Raw data:
-- START --
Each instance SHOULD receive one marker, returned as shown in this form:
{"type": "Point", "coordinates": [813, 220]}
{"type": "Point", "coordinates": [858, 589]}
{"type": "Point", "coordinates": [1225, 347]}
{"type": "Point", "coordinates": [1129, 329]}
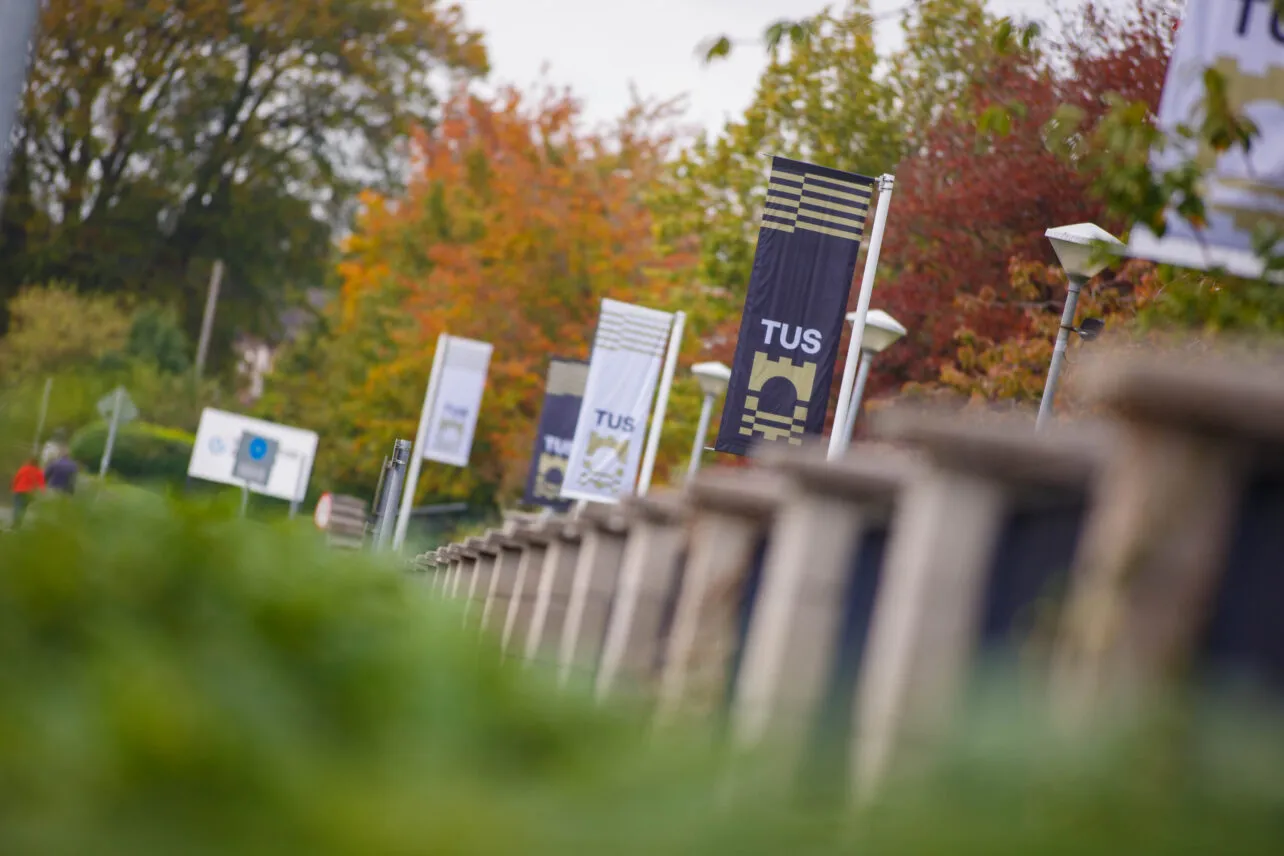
-- END --
Your task:
Rewrite the entries with "marker" renamed to "pin" and everything else unchanged, leaving out the pictures.

Expected answer:
Each instance SHOULD receive one pin, returned as shown in this form:
{"type": "Point", "coordinates": [813, 220]}
{"type": "Point", "coordinates": [858, 589]}
{"type": "Point", "coordinates": [1225, 347]}
{"type": "Point", "coordinates": [1129, 329]}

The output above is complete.